──────── Data in this exercise

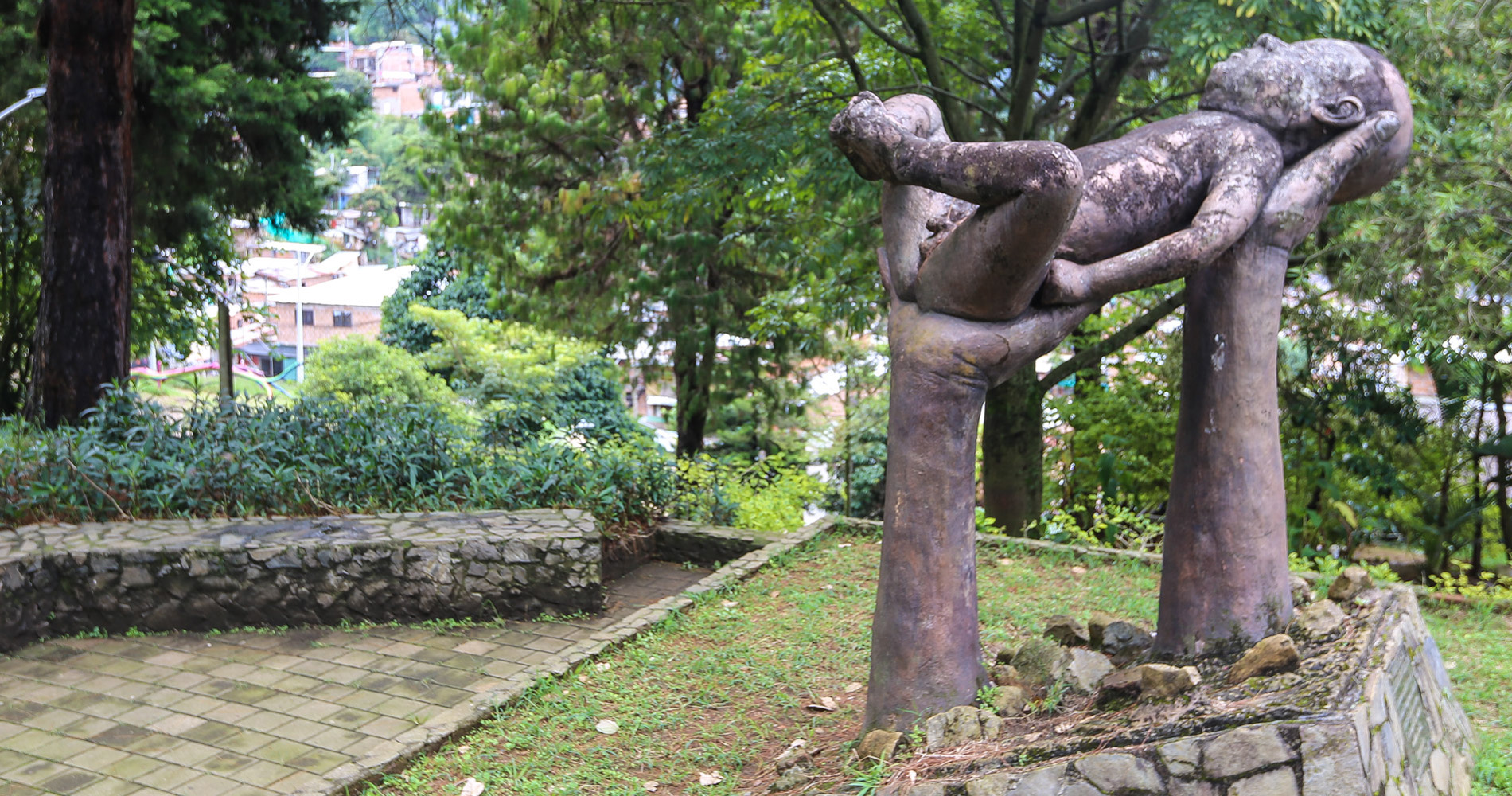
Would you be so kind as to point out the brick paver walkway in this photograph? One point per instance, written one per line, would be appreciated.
(257, 713)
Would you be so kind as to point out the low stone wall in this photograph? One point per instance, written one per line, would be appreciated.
(680, 540)
(1396, 730)
(232, 572)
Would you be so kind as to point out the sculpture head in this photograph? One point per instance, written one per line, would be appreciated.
(1310, 92)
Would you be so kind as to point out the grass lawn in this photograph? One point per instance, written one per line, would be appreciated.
(720, 690)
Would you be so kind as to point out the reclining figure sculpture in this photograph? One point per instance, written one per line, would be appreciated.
(996, 252)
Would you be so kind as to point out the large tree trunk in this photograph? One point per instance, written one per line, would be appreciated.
(695, 349)
(1013, 453)
(87, 253)
(926, 648)
(1225, 566)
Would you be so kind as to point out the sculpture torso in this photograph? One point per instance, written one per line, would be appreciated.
(1151, 182)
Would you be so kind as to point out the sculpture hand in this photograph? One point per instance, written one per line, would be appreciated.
(1065, 283)
(1300, 197)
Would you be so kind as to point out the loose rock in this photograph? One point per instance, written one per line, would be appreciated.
(1160, 681)
(1083, 669)
(1124, 642)
(1322, 618)
(1095, 624)
(1300, 591)
(1006, 675)
(1350, 583)
(1036, 658)
(796, 754)
(1066, 630)
(791, 778)
(1122, 681)
(1269, 656)
(1011, 701)
(879, 745)
(959, 725)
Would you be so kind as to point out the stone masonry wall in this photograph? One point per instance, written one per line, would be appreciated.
(233, 572)
(680, 540)
(1401, 733)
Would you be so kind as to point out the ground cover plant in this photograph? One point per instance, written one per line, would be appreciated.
(715, 693)
(134, 458)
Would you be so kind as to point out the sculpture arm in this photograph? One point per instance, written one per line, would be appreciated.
(1233, 205)
(1302, 196)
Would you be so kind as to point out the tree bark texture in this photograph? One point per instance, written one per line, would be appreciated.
(1013, 451)
(926, 648)
(87, 255)
(1225, 564)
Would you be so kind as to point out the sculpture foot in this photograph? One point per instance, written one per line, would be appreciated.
(867, 135)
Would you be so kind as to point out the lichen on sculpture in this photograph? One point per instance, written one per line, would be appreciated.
(996, 252)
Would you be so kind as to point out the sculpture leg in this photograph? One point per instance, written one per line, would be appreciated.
(1225, 565)
(926, 650)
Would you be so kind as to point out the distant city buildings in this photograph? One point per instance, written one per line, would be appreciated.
(406, 80)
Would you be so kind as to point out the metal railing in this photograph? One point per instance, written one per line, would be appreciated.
(30, 94)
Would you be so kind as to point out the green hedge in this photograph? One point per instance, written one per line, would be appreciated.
(242, 458)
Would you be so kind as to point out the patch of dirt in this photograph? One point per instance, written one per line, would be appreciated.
(1328, 678)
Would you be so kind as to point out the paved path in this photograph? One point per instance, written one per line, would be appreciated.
(257, 713)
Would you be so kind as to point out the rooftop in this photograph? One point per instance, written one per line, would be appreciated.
(368, 288)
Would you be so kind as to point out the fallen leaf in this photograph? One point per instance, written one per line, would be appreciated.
(824, 704)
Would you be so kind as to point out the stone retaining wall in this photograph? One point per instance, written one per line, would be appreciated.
(232, 572)
(1397, 732)
(680, 540)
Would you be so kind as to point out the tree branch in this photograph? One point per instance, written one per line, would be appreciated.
(1077, 13)
(954, 120)
(1113, 342)
(879, 32)
(840, 41)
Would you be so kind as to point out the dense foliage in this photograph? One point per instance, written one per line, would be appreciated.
(443, 280)
(309, 458)
(223, 124)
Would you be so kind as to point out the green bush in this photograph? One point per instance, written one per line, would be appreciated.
(440, 280)
(372, 377)
(527, 379)
(769, 495)
(310, 458)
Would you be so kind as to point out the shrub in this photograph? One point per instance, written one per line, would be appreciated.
(374, 377)
(769, 495)
(314, 456)
(525, 379)
(440, 280)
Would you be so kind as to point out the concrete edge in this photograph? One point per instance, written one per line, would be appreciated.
(468, 718)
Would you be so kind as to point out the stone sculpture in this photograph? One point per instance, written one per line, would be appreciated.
(996, 252)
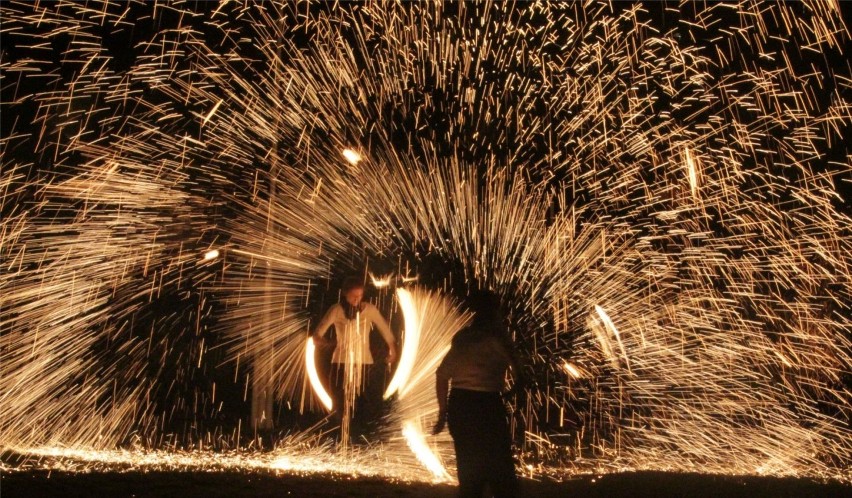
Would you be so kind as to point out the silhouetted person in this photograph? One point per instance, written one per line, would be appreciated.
(476, 368)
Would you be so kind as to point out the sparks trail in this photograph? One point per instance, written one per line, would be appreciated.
(658, 193)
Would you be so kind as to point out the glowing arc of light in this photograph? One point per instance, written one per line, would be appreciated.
(415, 440)
(352, 156)
(313, 376)
(410, 343)
(611, 327)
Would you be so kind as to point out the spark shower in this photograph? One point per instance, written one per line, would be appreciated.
(657, 191)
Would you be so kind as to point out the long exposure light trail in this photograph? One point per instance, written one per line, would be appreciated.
(659, 191)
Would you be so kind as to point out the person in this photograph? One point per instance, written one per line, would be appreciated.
(476, 366)
(351, 373)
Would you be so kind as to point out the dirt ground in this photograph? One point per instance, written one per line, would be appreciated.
(37, 483)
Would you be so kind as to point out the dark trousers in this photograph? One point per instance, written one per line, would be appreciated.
(480, 430)
(368, 405)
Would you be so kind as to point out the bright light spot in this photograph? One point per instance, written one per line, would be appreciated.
(612, 329)
(313, 376)
(380, 282)
(421, 450)
(572, 370)
(352, 156)
(691, 167)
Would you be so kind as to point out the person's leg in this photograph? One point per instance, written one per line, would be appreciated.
(463, 413)
(335, 390)
(501, 472)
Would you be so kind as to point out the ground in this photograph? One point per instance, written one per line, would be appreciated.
(37, 483)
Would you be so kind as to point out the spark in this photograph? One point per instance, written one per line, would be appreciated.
(681, 166)
(410, 344)
(313, 375)
(420, 447)
(352, 156)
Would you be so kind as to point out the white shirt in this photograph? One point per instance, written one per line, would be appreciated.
(353, 336)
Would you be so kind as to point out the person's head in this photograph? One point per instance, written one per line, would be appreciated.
(352, 291)
(488, 318)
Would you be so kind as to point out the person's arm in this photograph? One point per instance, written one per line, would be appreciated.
(442, 390)
(516, 365)
(322, 329)
(382, 326)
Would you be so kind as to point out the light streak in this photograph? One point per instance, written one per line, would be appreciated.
(572, 370)
(313, 375)
(410, 344)
(417, 442)
(352, 156)
(683, 166)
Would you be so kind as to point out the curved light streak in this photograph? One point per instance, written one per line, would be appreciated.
(313, 376)
(422, 451)
(410, 343)
(611, 327)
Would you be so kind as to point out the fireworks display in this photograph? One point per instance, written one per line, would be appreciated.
(658, 192)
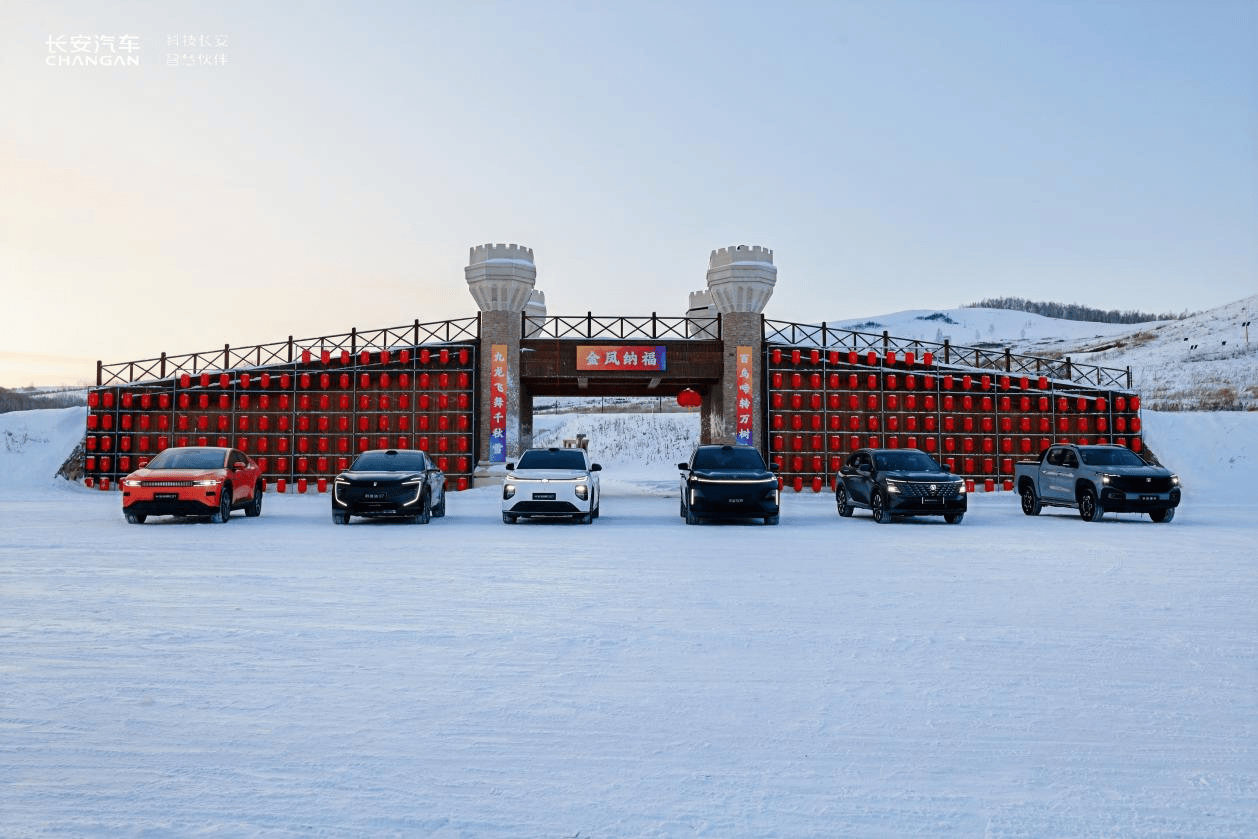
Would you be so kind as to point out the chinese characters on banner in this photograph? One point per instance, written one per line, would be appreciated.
(620, 357)
(498, 404)
(746, 401)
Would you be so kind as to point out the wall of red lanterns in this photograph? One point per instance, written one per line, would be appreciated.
(302, 422)
(824, 404)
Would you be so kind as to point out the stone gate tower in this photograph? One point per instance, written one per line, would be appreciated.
(501, 279)
(740, 281)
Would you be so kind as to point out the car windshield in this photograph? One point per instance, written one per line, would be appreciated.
(1111, 458)
(905, 462)
(552, 459)
(729, 457)
(190, 459)
(389, 462)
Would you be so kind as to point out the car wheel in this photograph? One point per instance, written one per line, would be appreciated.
(1030, 501)
(224, 512)
(691, 518)
(879, 508)
(425, 511)
(254, 507)
(1090, 510)
(840, 501)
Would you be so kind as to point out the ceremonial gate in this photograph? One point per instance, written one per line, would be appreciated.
(804, 394)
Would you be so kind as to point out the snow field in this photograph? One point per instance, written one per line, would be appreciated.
(282, 677)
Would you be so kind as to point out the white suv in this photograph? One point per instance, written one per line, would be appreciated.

────────────────

> What the task asks
Copy the data word for word, starting at the line with "Would you be so kind as to point out the curved" and continuing through the final line of the data, including both ends. Omit the pictures from your copy.

> Response to the exercise
Would you be so kind as to point out the curved light streak in this photograph? One point per instance, written one per line, would be appreciated.
(313, 376)
(422, 451)
(410, 343)
(611, 327)
Would you be so kind as to point out the fireworks display in this photograph? One point per instance, written one per line, would be appreciated.
(658, 192)
Would you be so kind as to point out the chinese characters on banner in this photograph? One point per instance, written one per line, would be appreciated.
(620, 357)
(498, 404)
(746, 401)
Would you be so kind as to point out the wall of red lanterns in this photograph? One point per instance, written one per line, would be appreciated.
(302, 422)
(824, 404)
Would you be so kind as to point out the stone gate tower in this photograph? One point per instance, written one per line, would be appreciated.
(501, 279)
(740, 281)
Would you be so kind as to point out the car windshield in this photograph? One point per instance, written one per line, would be appreciated.
(1111, 458)
(905, 462)
(552, 459)
(729, 457)
(190, 459)
(389, 462)
Would you be so kind as to point out the car wheel in this photograph? One point per instance, written one per line, would be appreciated.
(1030, 501)
(224, 512)
(691, 518)
(879, 508)
(425, 511)
(254, 507)
(1090, 510)
(840, 501)
Would you be so kind as to point out the ceremonial gate in this photograph? One point per instance, written one per line, would be appreciated.
(804, 394)
Would you be so kind as to point out the snow field in this photograph? One point per instance, written one per line, would be appreciated.
(282, 677)
Would you be so kind as to point out the white suv in this photograph? One point per instance, written one per line, would be appreciated.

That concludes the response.